Short task:
Rewrite the part that opens with the line containing "If you could indicate the stage" and closes with the line containing "point(291, 260)", both ends included. Raise every answer coordinate by 75 and leave everything else unchanged.

(Location labeling records)
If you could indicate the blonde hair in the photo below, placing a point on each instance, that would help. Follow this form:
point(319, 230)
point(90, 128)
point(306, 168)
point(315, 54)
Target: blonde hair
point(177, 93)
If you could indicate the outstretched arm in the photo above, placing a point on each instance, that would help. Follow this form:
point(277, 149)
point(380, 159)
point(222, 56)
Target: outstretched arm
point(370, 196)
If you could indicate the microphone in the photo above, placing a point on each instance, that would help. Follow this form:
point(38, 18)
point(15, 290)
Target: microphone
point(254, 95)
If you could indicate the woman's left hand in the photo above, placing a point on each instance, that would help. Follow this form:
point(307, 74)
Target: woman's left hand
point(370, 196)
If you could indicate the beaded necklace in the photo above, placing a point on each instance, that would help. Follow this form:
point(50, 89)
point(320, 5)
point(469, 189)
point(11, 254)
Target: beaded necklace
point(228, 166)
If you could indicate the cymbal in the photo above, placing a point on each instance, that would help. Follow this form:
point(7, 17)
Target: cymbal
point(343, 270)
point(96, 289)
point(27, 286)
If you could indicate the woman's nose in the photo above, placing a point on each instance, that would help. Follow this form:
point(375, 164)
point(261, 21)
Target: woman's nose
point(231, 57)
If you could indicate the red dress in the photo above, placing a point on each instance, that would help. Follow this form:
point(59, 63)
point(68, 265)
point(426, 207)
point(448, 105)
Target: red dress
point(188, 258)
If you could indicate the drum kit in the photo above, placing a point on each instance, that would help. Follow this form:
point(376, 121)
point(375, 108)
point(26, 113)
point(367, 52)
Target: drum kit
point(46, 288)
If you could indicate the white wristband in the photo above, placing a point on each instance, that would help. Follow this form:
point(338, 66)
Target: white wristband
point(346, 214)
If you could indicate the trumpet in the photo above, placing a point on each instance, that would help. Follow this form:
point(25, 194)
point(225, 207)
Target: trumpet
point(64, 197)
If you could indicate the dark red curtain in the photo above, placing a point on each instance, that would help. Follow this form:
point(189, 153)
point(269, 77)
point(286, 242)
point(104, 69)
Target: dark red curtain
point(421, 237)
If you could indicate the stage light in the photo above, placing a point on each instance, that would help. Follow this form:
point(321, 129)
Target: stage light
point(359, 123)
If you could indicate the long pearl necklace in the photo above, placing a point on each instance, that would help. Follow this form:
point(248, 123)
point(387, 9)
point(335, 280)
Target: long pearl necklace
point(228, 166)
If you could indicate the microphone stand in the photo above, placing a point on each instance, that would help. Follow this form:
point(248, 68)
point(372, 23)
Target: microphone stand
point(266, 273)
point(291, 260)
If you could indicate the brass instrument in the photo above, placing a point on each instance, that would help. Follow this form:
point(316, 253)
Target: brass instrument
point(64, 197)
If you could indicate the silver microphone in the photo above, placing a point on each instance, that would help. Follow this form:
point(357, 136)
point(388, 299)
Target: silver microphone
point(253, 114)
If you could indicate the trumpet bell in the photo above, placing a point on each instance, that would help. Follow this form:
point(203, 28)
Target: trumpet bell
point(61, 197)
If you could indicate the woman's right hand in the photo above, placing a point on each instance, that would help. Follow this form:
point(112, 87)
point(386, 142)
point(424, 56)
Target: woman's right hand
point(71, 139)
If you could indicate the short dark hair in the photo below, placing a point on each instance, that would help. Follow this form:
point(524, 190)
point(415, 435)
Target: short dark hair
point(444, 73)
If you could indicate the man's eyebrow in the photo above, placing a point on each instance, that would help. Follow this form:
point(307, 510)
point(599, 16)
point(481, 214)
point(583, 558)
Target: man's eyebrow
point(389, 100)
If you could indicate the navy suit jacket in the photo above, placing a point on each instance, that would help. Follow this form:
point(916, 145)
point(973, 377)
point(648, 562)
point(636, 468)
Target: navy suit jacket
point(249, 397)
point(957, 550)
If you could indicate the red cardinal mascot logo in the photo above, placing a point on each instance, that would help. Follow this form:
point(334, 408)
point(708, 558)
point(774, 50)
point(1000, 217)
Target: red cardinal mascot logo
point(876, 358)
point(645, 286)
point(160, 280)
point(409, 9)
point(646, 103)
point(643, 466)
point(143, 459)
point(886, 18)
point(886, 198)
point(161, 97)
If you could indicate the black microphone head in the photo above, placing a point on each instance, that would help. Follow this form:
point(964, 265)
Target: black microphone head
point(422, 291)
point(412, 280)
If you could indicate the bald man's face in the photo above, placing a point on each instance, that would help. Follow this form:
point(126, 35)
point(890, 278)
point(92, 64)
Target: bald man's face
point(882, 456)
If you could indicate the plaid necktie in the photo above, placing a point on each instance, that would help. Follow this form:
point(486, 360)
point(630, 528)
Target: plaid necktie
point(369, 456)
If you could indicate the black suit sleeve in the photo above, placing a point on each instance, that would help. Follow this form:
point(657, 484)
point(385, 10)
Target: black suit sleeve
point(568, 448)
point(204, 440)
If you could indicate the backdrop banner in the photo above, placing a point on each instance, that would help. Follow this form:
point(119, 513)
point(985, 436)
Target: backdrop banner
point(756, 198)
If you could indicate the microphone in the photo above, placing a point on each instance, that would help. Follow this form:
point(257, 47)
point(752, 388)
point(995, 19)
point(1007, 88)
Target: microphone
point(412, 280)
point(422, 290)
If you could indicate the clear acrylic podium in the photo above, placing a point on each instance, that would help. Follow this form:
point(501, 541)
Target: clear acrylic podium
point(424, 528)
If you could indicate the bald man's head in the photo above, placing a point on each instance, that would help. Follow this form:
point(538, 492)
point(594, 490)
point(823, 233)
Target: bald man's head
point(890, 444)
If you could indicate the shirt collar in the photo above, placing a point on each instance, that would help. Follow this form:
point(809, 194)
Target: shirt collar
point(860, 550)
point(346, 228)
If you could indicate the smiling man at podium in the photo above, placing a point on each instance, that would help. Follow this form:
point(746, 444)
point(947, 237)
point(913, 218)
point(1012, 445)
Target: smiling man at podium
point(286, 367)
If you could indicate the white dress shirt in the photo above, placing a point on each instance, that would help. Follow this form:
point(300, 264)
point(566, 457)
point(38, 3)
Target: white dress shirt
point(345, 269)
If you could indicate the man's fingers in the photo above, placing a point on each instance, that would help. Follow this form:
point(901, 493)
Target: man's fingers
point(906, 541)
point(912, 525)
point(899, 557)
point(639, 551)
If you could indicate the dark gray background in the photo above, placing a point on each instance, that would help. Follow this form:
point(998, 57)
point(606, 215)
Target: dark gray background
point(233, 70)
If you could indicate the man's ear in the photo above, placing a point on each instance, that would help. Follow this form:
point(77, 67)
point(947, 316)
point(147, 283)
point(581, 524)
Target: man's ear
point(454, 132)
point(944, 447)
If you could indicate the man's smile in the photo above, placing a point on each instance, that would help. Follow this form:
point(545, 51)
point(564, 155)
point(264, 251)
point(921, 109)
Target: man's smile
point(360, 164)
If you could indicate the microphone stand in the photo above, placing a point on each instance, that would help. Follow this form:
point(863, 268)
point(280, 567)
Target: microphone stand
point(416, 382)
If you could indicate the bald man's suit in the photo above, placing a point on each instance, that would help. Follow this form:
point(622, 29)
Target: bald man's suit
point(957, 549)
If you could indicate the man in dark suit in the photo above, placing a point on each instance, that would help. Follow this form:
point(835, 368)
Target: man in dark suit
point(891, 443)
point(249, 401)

Answer for this exercise:
If you could indicate the stage light in the photo above, placing a point on each instance, that would help. Follow this form:
point(321, 129)
Target: stage light
point(434, 198)
If you could indicate the long pearl necklace in the photo above, placing a point on each instance, that would help. Follow this form:
point(248, 123)
point(387, 9)
point(335, 280)
Target: long pearl necklace
point(303, 241)
If you could indicate the microphone stand in the photo above, placing a point on each instance, that would help. Follow this form:
point(248, 68)
point(372, 23)
Target: microphone stand
point(341, 348)
point(366, 335)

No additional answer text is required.